Problem statement.
Beneath this line are the data; copy exactly the part of them that opens with the line containing "Query: small island" and closes with the line containing "# a single point is shaped like point(289, 204)", and only that part.

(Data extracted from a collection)
* * * *

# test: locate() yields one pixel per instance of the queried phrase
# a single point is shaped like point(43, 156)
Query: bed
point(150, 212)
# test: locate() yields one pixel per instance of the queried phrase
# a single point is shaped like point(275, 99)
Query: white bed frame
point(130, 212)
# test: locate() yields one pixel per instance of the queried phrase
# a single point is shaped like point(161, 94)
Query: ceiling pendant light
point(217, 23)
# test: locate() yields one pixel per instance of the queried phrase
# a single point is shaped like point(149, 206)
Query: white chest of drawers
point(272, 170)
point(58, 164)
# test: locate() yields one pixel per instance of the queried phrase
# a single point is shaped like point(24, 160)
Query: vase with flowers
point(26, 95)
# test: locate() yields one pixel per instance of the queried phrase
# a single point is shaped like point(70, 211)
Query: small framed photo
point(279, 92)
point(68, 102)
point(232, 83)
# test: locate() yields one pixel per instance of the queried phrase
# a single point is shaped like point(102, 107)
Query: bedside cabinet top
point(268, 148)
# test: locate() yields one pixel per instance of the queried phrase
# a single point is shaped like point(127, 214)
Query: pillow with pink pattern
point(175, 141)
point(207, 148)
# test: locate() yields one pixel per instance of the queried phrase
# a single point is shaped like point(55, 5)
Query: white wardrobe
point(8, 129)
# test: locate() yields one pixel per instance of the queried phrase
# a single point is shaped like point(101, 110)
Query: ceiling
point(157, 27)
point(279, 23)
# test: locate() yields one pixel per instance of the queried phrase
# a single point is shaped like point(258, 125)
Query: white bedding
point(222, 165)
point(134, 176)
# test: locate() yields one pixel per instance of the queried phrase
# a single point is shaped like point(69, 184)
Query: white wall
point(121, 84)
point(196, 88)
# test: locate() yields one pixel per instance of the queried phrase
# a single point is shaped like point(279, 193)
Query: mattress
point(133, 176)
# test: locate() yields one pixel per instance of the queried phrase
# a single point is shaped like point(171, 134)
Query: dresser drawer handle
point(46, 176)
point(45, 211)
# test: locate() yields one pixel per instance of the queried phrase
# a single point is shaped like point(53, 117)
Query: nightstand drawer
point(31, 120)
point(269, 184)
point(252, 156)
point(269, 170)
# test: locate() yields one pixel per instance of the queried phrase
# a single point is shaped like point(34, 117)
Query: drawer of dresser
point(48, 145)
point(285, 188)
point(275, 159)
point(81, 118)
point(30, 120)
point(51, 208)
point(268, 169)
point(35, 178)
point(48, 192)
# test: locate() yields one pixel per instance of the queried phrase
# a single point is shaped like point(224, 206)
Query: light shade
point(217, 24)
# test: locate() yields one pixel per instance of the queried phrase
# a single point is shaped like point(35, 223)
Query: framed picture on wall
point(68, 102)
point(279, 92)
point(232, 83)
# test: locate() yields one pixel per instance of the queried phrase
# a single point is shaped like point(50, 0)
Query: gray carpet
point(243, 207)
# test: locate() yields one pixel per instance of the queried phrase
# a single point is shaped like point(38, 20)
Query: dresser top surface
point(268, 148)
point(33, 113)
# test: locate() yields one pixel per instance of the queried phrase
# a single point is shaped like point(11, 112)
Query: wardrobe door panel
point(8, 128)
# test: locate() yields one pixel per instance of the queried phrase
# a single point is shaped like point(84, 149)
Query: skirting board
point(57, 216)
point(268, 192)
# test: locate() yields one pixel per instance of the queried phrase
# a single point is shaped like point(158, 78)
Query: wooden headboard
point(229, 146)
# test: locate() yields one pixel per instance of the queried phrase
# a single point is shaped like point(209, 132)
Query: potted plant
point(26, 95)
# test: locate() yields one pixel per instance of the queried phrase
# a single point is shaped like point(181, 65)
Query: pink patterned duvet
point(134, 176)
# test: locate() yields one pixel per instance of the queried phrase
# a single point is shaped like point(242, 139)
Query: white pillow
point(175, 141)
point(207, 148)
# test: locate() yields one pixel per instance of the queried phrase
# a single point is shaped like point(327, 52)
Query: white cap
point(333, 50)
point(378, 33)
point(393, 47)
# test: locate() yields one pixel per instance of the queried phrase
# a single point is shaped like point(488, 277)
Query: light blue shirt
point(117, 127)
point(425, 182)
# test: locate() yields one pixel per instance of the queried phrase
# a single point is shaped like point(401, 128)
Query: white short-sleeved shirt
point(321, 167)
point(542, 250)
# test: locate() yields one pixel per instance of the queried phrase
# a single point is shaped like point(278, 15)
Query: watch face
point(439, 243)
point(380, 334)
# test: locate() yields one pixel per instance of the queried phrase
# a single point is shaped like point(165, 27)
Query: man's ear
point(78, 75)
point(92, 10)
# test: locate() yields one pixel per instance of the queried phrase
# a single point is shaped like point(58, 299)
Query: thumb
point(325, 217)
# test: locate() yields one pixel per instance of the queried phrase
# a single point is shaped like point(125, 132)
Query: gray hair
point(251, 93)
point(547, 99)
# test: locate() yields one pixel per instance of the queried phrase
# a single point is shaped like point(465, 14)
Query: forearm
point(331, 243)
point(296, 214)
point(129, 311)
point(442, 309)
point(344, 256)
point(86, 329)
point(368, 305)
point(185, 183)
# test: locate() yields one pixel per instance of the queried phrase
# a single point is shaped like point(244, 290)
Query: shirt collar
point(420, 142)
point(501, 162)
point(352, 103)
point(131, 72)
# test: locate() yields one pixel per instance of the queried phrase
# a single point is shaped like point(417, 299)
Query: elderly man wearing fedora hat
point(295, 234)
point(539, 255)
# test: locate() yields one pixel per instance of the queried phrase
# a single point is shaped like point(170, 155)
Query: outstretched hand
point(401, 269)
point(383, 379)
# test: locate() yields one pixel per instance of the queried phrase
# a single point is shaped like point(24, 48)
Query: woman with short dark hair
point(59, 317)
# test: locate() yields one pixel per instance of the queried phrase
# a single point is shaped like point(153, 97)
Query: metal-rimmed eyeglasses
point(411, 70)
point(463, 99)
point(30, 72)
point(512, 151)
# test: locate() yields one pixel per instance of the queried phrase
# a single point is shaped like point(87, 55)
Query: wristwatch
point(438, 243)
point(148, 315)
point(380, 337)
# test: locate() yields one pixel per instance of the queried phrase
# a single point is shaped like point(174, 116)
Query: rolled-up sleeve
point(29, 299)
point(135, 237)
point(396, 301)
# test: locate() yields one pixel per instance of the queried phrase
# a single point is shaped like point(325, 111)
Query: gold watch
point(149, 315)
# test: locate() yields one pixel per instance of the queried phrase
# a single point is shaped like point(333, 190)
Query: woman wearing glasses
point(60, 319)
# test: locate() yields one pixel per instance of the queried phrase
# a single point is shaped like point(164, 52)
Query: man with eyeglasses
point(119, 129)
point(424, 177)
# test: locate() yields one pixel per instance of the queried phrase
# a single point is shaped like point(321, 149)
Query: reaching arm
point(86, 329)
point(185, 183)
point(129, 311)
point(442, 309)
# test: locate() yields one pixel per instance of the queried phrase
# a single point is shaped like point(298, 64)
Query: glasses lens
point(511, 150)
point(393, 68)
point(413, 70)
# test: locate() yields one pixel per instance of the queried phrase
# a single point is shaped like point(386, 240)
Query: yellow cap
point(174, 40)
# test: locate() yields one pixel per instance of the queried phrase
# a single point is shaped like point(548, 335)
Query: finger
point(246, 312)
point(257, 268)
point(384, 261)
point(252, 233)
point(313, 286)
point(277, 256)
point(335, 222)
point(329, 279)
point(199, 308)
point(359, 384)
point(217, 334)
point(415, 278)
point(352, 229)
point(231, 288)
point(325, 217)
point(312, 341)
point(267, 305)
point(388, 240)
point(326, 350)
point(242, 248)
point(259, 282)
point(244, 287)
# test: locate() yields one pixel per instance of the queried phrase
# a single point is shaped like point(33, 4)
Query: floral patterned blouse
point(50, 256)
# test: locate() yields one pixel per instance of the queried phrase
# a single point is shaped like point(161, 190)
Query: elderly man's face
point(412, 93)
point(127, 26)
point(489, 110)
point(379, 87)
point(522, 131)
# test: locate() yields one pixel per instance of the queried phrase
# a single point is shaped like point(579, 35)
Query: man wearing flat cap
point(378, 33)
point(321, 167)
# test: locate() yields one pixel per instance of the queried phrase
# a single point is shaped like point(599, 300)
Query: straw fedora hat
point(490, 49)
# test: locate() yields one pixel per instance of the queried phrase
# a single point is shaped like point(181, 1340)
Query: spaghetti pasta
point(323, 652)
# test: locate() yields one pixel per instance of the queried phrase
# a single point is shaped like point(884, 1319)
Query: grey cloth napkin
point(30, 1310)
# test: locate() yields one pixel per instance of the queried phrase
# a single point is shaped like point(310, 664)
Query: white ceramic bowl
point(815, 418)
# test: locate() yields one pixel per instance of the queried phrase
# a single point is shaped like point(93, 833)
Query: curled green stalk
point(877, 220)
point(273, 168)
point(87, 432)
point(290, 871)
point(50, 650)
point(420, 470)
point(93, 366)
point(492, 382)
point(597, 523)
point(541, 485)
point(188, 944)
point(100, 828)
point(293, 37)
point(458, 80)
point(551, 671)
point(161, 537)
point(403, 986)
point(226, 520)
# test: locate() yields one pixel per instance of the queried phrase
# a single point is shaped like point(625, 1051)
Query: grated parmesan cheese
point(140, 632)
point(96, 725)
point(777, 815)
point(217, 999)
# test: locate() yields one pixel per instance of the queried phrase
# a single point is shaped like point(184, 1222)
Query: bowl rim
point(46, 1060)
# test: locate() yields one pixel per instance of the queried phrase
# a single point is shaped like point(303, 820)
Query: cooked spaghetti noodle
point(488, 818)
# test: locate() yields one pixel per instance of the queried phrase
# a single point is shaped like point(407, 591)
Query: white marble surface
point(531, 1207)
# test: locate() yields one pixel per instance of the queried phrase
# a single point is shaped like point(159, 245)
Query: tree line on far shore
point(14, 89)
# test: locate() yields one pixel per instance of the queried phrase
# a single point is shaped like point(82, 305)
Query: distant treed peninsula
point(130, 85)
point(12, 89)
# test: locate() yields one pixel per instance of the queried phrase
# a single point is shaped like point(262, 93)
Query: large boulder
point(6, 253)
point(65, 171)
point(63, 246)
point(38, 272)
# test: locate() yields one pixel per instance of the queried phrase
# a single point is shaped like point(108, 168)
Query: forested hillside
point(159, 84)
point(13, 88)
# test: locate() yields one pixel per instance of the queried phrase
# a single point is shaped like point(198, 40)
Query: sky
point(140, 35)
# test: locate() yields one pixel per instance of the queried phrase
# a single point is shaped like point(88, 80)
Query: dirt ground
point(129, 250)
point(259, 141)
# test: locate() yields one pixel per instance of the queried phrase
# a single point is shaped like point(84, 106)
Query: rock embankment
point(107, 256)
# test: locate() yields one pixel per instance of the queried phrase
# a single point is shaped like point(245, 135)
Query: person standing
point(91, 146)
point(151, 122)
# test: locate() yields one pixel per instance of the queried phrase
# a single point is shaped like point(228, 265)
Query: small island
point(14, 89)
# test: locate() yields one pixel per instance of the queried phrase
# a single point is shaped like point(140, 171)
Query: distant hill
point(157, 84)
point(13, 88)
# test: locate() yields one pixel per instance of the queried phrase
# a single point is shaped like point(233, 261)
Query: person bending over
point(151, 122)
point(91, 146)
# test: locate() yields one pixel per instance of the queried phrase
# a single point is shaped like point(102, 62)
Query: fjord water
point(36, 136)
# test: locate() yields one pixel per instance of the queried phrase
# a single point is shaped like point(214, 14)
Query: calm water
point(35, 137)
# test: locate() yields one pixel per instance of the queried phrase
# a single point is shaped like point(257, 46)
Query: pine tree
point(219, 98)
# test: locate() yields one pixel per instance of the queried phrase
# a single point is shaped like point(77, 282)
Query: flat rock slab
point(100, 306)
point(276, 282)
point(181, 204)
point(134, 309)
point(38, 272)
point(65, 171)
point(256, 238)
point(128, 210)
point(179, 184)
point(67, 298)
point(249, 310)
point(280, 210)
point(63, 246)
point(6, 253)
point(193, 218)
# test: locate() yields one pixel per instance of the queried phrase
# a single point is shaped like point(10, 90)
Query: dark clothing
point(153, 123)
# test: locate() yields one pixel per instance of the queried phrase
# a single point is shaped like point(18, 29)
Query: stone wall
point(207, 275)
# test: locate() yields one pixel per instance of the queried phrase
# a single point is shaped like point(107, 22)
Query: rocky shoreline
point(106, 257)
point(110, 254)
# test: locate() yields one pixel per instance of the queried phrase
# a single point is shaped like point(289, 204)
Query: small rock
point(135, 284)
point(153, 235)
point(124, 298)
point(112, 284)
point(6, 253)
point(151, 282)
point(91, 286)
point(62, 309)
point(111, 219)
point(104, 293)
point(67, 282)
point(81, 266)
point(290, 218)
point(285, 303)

* * * *

Result for this exercise.
Query: small island
point(14, 89)
# test: locate() yields one pixel per instance of the queried phrase
# a single point is shaped like point(140, 171)
Query: distant hill
point(157, 84)
point(13, 88)
# test: locate() yields one pixel per instance of the queried phrase
# a single point is shaped like point(233, 261)
Query: person bending over
point(151, 122)
point(91, 146)
# test: locate() yields one pixel per instance of the queried phrase
# a single point is shaped like point(102, 62)
Query: fjord water
point(36, 136)
# test: locate() yields one pixel per instance of the queried phrase
# a single point is shaped like point(214, 14)
Query: calm water
point(35, 137)
# test: locate() yields one pixel per instance of the queried phrase
# a single point is shaped like point(257, 46)
Query: pine tree
point(219, 98)
# test: locate() yields one pixel per instance of the queried phrase
# a single point is shaped like point(77, 282)
Query: flat rock slab
point(100, 306)
point(276, 282)
point(181, 204)
point(134, 309)
point(38, 272)
point(65, 171)
point(256, 238)
point(128, 210)
point(179, 184)
point(67, 298)
point(249, 310)
point(280, 210)
point(63, 246)
point(6, 253)
point(193, 218)
# test: locate() yields one pixel per instance of the queried phrase
# a single point is shaped like point(10, 90)
Query: dark clothing
point(153, 123)
# test: locate() yields one pixel per instance of the queried phrase
# a single point is shaped like point(18, 29)
Query: stone wall
point(207, 275)
# test: locate() yields one pixel per instance of the queried phrase
# a single point is shaped like point(107, 22)
Query: rocky shoreline
point(106, 257)
point(110, 254)
# test: locate() yields one pixel per instance of the queried phrase
# a single point is shaped like point(289, 204)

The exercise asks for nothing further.